-- Start DATA SHOWN --

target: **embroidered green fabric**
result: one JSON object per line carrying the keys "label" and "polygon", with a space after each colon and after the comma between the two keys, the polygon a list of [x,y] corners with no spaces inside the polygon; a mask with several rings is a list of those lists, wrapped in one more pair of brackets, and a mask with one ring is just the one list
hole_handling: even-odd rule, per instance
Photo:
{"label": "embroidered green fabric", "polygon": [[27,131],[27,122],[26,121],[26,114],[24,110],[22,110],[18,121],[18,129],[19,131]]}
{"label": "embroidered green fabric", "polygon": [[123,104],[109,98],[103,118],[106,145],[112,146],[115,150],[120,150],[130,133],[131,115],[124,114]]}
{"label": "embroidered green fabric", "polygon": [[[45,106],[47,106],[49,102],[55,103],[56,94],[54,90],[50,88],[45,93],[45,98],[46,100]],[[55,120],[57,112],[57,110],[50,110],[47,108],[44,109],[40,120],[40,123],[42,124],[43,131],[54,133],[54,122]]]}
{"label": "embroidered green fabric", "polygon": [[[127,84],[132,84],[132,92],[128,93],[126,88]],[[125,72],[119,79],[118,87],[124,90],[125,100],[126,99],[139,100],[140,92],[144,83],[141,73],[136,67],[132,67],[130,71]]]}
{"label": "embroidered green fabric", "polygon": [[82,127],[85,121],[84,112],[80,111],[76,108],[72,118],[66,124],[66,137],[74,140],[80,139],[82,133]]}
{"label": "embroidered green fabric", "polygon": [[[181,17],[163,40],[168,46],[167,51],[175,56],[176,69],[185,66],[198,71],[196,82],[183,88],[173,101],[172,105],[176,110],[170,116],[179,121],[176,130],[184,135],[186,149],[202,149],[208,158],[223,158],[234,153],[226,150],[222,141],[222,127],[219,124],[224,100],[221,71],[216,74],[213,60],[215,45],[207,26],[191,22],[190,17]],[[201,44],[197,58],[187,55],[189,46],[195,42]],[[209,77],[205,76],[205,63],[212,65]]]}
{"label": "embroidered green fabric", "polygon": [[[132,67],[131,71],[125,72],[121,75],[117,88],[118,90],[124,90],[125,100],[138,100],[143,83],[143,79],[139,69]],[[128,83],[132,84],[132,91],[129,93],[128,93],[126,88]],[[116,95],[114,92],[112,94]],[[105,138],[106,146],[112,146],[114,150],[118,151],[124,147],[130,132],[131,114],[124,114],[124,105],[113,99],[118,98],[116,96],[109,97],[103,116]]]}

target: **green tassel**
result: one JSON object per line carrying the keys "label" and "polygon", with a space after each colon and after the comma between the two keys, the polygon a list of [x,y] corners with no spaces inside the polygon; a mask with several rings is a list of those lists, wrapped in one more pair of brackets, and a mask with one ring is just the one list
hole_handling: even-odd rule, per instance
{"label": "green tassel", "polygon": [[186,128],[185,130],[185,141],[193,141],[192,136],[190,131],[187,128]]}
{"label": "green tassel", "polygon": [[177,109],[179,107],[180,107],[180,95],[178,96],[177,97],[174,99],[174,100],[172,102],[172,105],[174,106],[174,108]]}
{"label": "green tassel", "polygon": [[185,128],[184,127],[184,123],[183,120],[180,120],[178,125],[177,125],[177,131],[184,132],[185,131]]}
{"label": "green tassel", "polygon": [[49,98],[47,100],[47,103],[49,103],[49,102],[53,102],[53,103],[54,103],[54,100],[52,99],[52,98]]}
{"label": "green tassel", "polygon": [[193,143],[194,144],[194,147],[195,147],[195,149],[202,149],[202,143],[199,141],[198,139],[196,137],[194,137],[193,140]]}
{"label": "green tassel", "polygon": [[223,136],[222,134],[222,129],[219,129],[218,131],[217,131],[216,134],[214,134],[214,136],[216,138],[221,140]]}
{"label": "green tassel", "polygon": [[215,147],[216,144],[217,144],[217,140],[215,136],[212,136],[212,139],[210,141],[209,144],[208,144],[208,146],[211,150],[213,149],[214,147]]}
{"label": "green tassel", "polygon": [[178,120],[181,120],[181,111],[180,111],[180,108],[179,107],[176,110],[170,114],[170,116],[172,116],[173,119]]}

-- End DATA SHOWN --

THE TASK: Can you copy every one of the lines above, character for character, with nothing changed?

COMPLETE RESPONSE:
target: **embroidered green fabric**
result: one JSON object per line carrying the keys "label" and "polygon", with a space after each colon and after the comma between the two keys, the polygon a list of [x,y] corners with no spaces inside the polygon; a mask with several rings is a list of those lists, wrapped in one more pair of brackets, and a mask with one ring is just the one list
hole_handling: even-odd rule, per instance
Photo:
{"label": "embroidered green fabric", "polygon": [[27,131],[27,122],[26,121],[26,114],[24,110],[22,110],[18,121],[18,129],[19,131]]}
{"label": "embroidered green fabric", "polygon": [[123,104],[109,98],[103,118],[106,145],[112,146],[115,150],[120,150],[130,133],[131,115],[124,114]]}
{"label": "embroidered green fabric", "polygon": [[[45,106],[47,106],[49,102],[55,103],[56,94],[54,90],[50,88],[45,93],[45,98],[46,100]],[[55,120],[57,112],[57,110],[50,110],[47,108],[44,109],[40,120],[40,123],[42,124],[43,131],[54,133],[54,122]]]}
{"label": "embroidered green fabric", "polygon": [[[127,84],[132,84],[132,92],[128,93],[126,88]],[[125,72],[119,79],[118,87],[124,90],[125,100],[126,99],[139,100],[140,92],[144,83],[141,73],[136,67],[132,67],[130,71]]]}
{"label": "embroidered green fabric", "polygon": [[82,127],[85,121],[84,112],[80,111],[76,108],[72,118],[66,124],[66,137],[74,140],[80,139],[82,133]]}
{"label": "embroidered green fabric", "polygon": [[[181,17],[163,40],[168,46],[167,51],[175,56],[176,69],[185,66],[198,71],[196,82],[183,88],[173,101],[172,105],[176,110],[170,116],[179,121],[176,130],[184,135],[186,149],[202,149],[208,158],[223,158],[234,153],[226,150],[222,141],[222,127],[219,124],[224,100],[221,71],[216,74],[213,60],[215,45],[207,26],[191,22],[190,17]],[[201,44],[197,58],[187,55],[189,46],[195,42]],[[209,77],[205,76],[205,63],[212,65]]]}
{"label": "embroidered green fabric", "polygon": [[[132,67],[131,71],[125,72],[121,75],[117,88],[118,90],[124,90],[125,100],[138,100],[143,83],[143,79],[139,69]],[[128,83],[132,84],[132,91],[129,93],[128,93],[126,88]],[[116,95],[114,92],[112,94]],[[105,138],[106,146],[112,146],[114,150],[118,151],[124,147],[130,132],[131,114],[124,114],[124,105],[113,99],[118,98],[116,96],[109,97],[103,116]]]}

target: **green tassel**
result: one JSON object per line carrying the keys "label" and "polygon", with a space after each colon and after the comma between the two keys, the polygon a list of [x,y] corners with no spaces inside the polygon; a mask with several rings is a list of those lists, wrapped in one more pair of brackets, and a mask with one ring is just the one list
hole_handling: even-odd rule, per instance
{"label": "green tassel", "polygon": [[186,128],[185,130],[185,141],[193,141],[192,136],[190,131],[187,128]]}
{"label": "green tassel", "polygon": [[177,109],[179,107],[180,107],[180,95],[178,96],[177,97],[174,99],[174,100],[172,102],[172,105],[174,106],[174,108]]}
{"label": "green tassel", "polygon": [[185,128],[184,127],[184,123],[183,120],[180,120],[178,125],[177,125],[177,131],[184,132],[185,131]]}
{"label": "green tassel", "polygon": [[49,98],[47,100],[47,103],[49,103],[49,102],[53,102],[53,103],[54,103],[54,100],[52,99],[52,98]]}
{"label": "green tassel", "polygon": [[193,143],[194,144],[194,147],[195,147],[195,149],[202,149],[202,143],[199,141],[198,139],[196,137],[194,137],[193,140]]}
{"label": "green tassel", "polygon": [[223,136],[222,134],[222,129],[219,129],[218,131],[217,131],[216,134],[214,134],[214,136],[216,138],[221,140]]}
{"label": "green tassel", "polygon": [[215,147],[216,144],[217,144],[217,140],[215,136],[212,136],[212,139],[210,141],[209,144],[208,144],[208,146],[211,150],[213,149],[214,147]]}
{"label": "green tassel", "polygon": [[178,120],[181,120],[181,111],[180,111],[180,108],[179,107],[176,110],[170,114],[170,116],[172,116],[173,119]]}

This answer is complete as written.